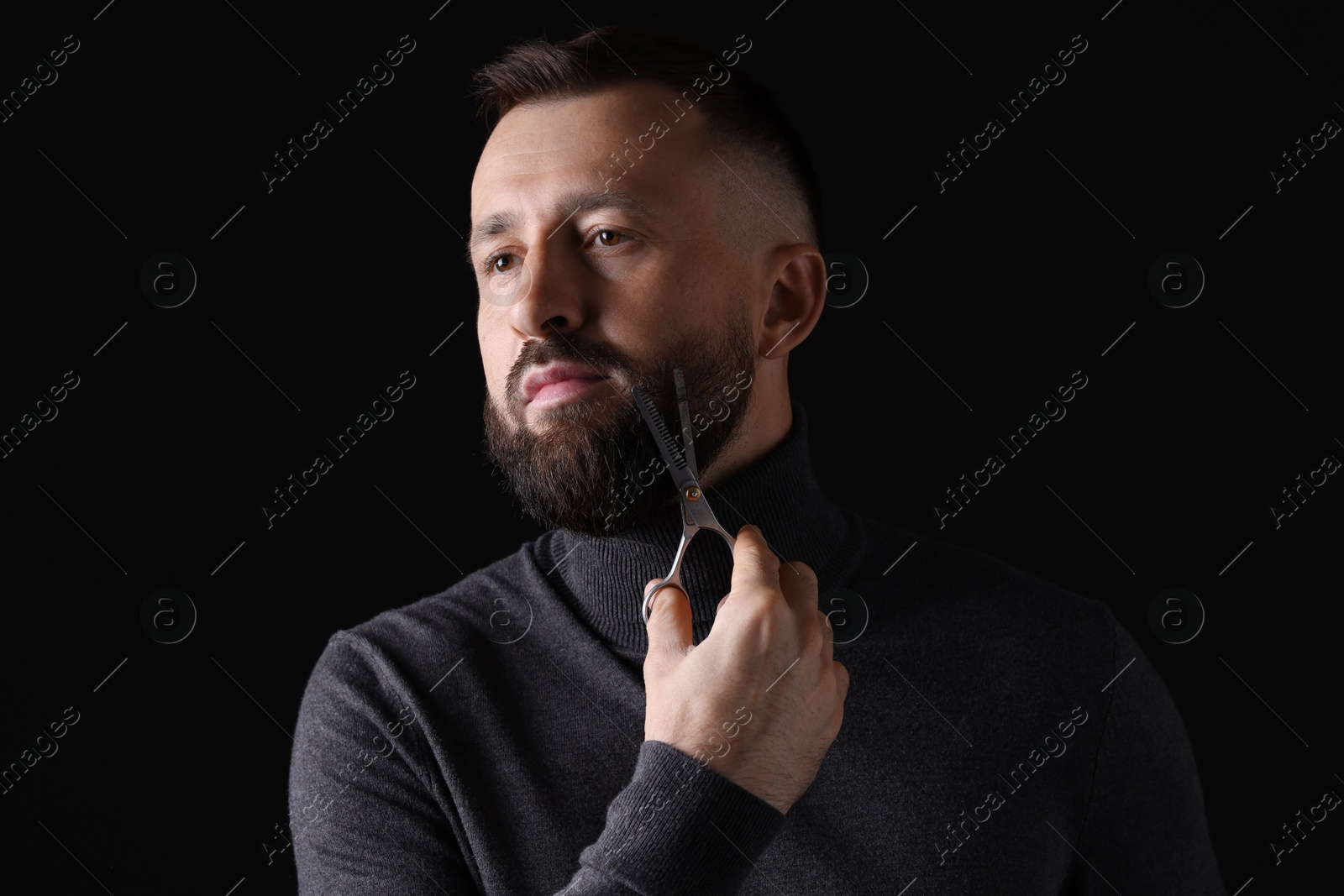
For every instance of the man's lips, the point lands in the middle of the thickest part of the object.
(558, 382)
...
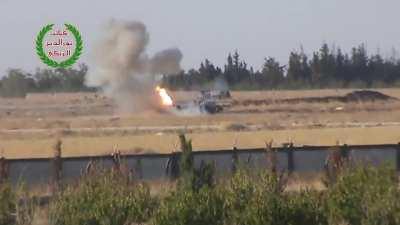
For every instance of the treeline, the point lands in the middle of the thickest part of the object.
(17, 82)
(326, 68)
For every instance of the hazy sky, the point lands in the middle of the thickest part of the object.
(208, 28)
---
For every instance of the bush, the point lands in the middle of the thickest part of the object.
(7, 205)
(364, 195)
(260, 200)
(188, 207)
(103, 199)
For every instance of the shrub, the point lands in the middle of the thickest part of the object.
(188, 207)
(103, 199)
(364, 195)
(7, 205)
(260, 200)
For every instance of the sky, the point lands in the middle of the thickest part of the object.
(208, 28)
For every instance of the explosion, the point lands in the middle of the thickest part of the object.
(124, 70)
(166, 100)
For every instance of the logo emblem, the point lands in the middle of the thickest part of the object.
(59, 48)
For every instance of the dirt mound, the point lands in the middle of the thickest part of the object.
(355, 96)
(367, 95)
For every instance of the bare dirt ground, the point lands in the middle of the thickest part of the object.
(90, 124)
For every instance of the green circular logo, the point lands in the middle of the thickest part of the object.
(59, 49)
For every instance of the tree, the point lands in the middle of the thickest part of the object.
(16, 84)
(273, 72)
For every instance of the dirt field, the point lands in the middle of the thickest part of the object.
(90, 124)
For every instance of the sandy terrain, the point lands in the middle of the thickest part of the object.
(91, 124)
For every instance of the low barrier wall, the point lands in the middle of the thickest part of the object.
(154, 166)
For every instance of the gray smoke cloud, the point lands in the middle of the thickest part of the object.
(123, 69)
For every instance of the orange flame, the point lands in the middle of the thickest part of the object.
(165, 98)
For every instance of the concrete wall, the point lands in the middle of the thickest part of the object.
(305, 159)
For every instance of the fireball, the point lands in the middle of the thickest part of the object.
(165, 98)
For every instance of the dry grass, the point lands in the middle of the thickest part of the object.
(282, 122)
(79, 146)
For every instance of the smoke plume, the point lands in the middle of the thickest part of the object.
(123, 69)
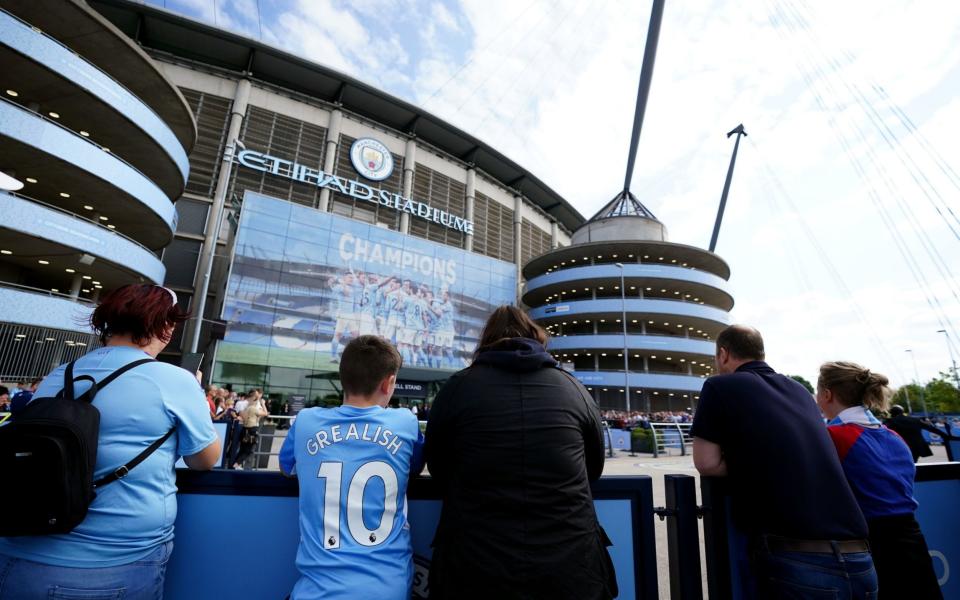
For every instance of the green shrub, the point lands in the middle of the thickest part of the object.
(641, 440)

== Exercise requirements ==
Display every line of the material above that contains the string "green". Letter case counts.

== Exercise answer ==
For every instance of the green circular logo, the point lands in the middle of the thickest part of the object.
For every instance of the green shrub, the point lands in the middle of the thickest part of the object.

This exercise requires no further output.